Print the records below exactly. Omit every picture.
^^^^^^^^^^^^^^^^
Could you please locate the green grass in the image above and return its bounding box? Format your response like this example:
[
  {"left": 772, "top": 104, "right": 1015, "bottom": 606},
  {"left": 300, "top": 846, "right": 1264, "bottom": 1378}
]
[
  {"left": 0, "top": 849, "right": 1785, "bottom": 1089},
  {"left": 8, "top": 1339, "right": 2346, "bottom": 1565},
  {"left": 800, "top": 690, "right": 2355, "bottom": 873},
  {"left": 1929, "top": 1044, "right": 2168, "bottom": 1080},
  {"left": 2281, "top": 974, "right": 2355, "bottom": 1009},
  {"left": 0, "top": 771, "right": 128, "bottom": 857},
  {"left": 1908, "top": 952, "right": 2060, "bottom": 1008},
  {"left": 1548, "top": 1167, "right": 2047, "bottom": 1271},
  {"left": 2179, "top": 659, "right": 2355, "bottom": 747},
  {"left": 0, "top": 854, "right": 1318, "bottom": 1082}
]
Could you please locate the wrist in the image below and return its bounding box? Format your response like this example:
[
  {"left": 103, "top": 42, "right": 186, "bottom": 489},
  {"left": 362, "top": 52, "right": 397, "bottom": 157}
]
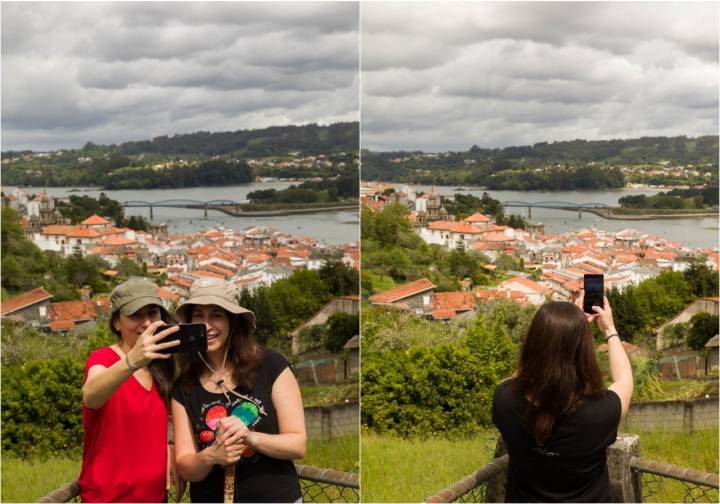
[
  {"left": 605, "top": 332, "right": 620, "bottom": 342},
  {"left": 245, "top": 431, "right": 260, "bottom": 449},
  {"left": 204, "top": 443, "right": 221, "bottom": 466},
  {"left": 602, "top": 325, "right": 617, "bottom": 337},
  {"left": 125, "top": 353, "right": 139, "bottom": 372}
]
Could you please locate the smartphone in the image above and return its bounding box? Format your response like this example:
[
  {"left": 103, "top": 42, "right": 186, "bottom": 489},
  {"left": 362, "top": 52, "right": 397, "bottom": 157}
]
[
  {"left": 155, "top": 323, "right": 208, "bottom": 353},
  {"left": 583, "top": 274, "right": 604, "bottom": 314}
]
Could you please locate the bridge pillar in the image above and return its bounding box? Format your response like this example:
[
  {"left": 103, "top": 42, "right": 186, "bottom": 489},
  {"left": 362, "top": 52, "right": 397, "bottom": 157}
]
[
  {"left": 527, "top": 206, "right": 532, "bottom": 220},
  {"left": 149, "top": 206, "right": 153, "bottom": 220},
  {"left": 204, "top": 206, "right": 208, "bottom": 218},
  {"left": 578, "top": 208, "right": 582, "bottom": 219}
]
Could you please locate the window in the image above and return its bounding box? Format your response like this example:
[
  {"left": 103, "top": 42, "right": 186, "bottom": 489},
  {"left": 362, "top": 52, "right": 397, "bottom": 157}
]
[{"left": 39, "top": 305, "right": 47, "bottom": 317}]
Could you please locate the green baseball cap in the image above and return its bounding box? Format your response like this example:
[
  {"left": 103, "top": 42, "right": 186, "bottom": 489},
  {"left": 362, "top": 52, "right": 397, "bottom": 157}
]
[{"left": 111, "top": 278, "right": 164, "bottom": 316}]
^^^^^^^^^^^^^^^^
▶ [The completed task]
Could you please locate the green grass in the image above and return its bounding box? Format your response like this example:
[
  {"left": 772, "top": 104, "right": 1015, "bottom": 606},
  {"left": 300, "top": 846, "right": 1264, "bottom": 1378}
]
[
  {"left": 0, "top": 849, "right": 1785, "bottom": 1089},
  {"left": 8, "top": 1339, "right": 2346, "bottom": 1565},
  {"left": 800, "top": 690, "right": 2355, "bottom": 873},
  {"left": 1929, "top": 1044, "right": 2168, "bottom": 1080},
  {"left": 2281, "top": 974, "right": 2355, "bottom": 1009},
  {"left": 0, "top": 771, "right": 128, "bottom": 857},
  {"left": 1908, "top": 952, "right": 2060, "bottom": 1008},
  {"left": 1548, "top": 1167, "right": 2047, "bottom": 1271},
  {"left": 2179, "top": 659, "right": 2355, "bottom": 747},
  {"left": 0, "top": 854, "right": 1318, "bottom": 1082}
]
Could you please locate the wrist in the image below and return its bounding box? Format your response like this example:
[
  {"left": 103, "top": 42, "right": 186, "bottom": 489},
  {"left": 362, "top": 52, "right": 397, "bottom": 157}
]
[
  {"left": 605, "top": 332, "right": 620, "bottom": 342},
  {"left": 245, "top": 431, "right": 260, "bottom": 449},
  {"left": 204, "top": 443, "right": 221, "bottom": 466},
  {"left": 602, "top": 325, "right": 617, "bottom": 337},
  {"left": 125, "top": 353, "right": 139, "bottom": 372}
]
Could you please locate the smartphone in the image above and return its bounding box? Format your response like this example:
[
  {"left": 103, "top": 42, "right": 186, "bottom": 489},
  {"left": 362, "top": 52, "right": 397, "bottom": 157}
]
[
  {"left": 155, "top": 323, "right": 208, "bottom": 353},
  {"left": 583, "top": 274, "right": 604, "bottom": 314}
]
Could you please locate the bridge pillar in the image above and return its bounding box? Format your response like this example:
[
  {"left": 103, "top": 42, "right": 186, "bottom": 489},
  {"left": 362, "top": 52, "right": 397, "bottom": 157}
]
[
  {"left": 527, "top": 206, "right": 532, "bottom": 220},
  {"left": 149, "top": 206, "right": 153, "bottom": 220},
  {"left": 204, "top": 206, "right": 208, "bottom": 218},
  {"left": 578, "top": 208, "right": 582, "bottom": 219}
]
Could you please locate the window in the image above and return its bounding box? Format your response like this example:
[
  {"left": 103, "top": 42, "right": 186, "bottom": 489},
  {"left": 362, "top": 52, "right": 397, "bottom": 157}
]
[{"left": 39, "top": 305, "right": 47, "bottom": 317}]
Could you please locate the green baseball cap in the image above and return its bounding box? Format your response like this example:
[
  {"left": 103, "top": 42, "right": 186, "bottom": 489},
  {"left": 362, "top": 52, "right": 397, "bottom": 157}
]
[{"left": 111, "top": 278, "right": 164, "bottom": 316}]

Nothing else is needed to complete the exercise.